* **Passage**:
By Alun Woodward, Online Triathlon Coach,

The topic of strength training in endurance sports is always a controversial one, with some coaches avoiding it at all costs and others praising it as the key to success. ironguides coach Alun “Woody” Woodward explains why and how strength training can be an extremely effective tool for endurance athletes.

The topic of strength training in endurance sports is always a controversial one, with some coaches avoiding it at all costs and others praising it as the key to success. Over the past few years strength training has really started to make a big comeback; almost every magazine dedicated to endurance sports will have a section on strength training. Articles in this section always relay the same message: functional exercises are the only type of strength work that will benefit endurance athletes.

Functional exercises are essentially movements that follow the movement patterns used in sport—they don’t work muscles in isolation. These typical articles predominantly look at exercises that involve the legs such as dead lifts, squats, split squats, one legged squats, and so on.

While these exercises are great, they are also extremely demanding and require a lot of recovery, which can significantly impact our sport-specific work.

This approach, I believe, is looking at strength training in the wrong way. Yes, we need strong legs to perform our sport but we must consider what we, as endurance athletes, need exactly from strength training in order to improve our performance.

The key things I am looking for when designing a strength program are:

  • Stressing the central nervous system to stimulate hormone release.
  • Improving core strength.
  • Recruiting muscle fibres.

These are the 3 main benefits of a strength program; I will go through each one in this article and show how it will bolster your training.

* **Data block**:
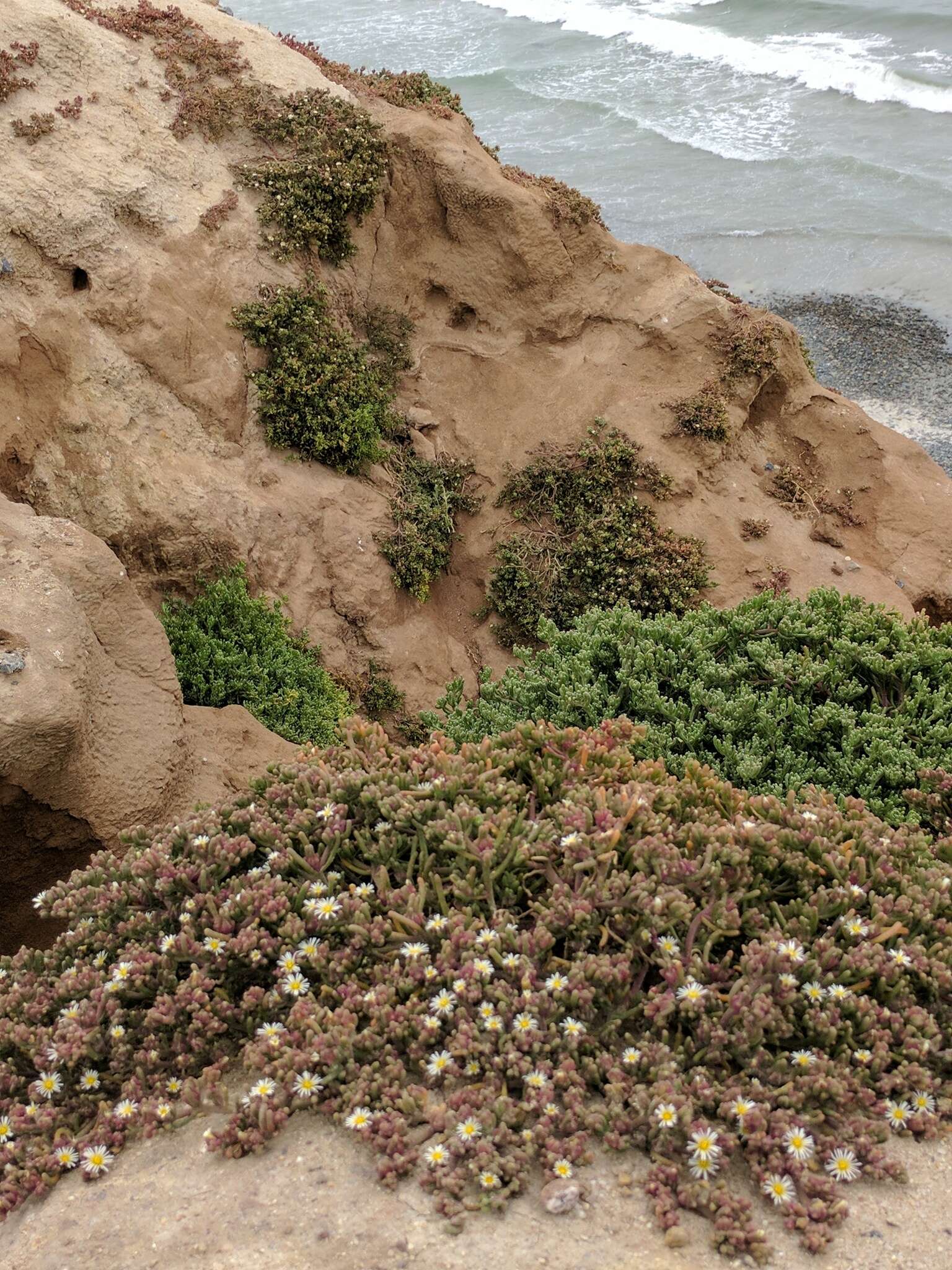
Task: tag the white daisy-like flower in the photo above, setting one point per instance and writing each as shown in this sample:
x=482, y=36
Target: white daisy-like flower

* **Tasks**:
a) Name every leg exercise that the strength training article gives as an example of functional work.
b) In the strength training article, what message do magazine pieces on strength training always relay?
c) Resume the article on strength training for endurance athletes after its final sentence.

* **Answers given**:
a) Dead lifts, squats, split squats, one legged squats

b) Functional exercises are the only type of strength work that will benefit endurance athletes.

c)
When we perform strength training with heavy weights that force us to use a large amount of muscle mass and we also add an element of balance to activate our core, then we stress our central nervous system.

The load we have placed on the body is above normal, safe levels and the body does not like this. As a result, it tries to get stronger, which it does by releasing growth hormone and targeting strength in ALL the muscles activated.

This has numerous benefits for an endurance athlete, including that core strength is increased which I will go into more below.

The key, however, is the hormone release; our bodies are ruled by hormones. The more growth hormone we have circulating in our body, the more we can maintain or build muscle mass and burn fat. Reducing body fat is a great way to improve endurance performance.

Most athletes, though, will straight away fear lifting heavy weights, as we fear building muscle, and the associated weight gain. In reality, endurance athletes like us are never in such an anabolic (i.e. build-up) state that we’d be able to do this.

As endurance athletes, we use the increase in anabolic hormone production to counteract the negative catabolic (breakdown) effect of hard endurance training and to keep our bodies healthy and balanced.

Conventional wisdom tells us that endurance training will make us healthy and lean but the reality is that this alone is not the key. Watch any big-city marathon or major ironman event to see a fair proportion of athletes competing with excess body fat, despite extreme and hard endurance training.

The reason that larger endurance athletes remain heavy is almost always that the body is not balanced; adding some heavy conditioning training to their program would help them get leaner and improve body composition, and so performance.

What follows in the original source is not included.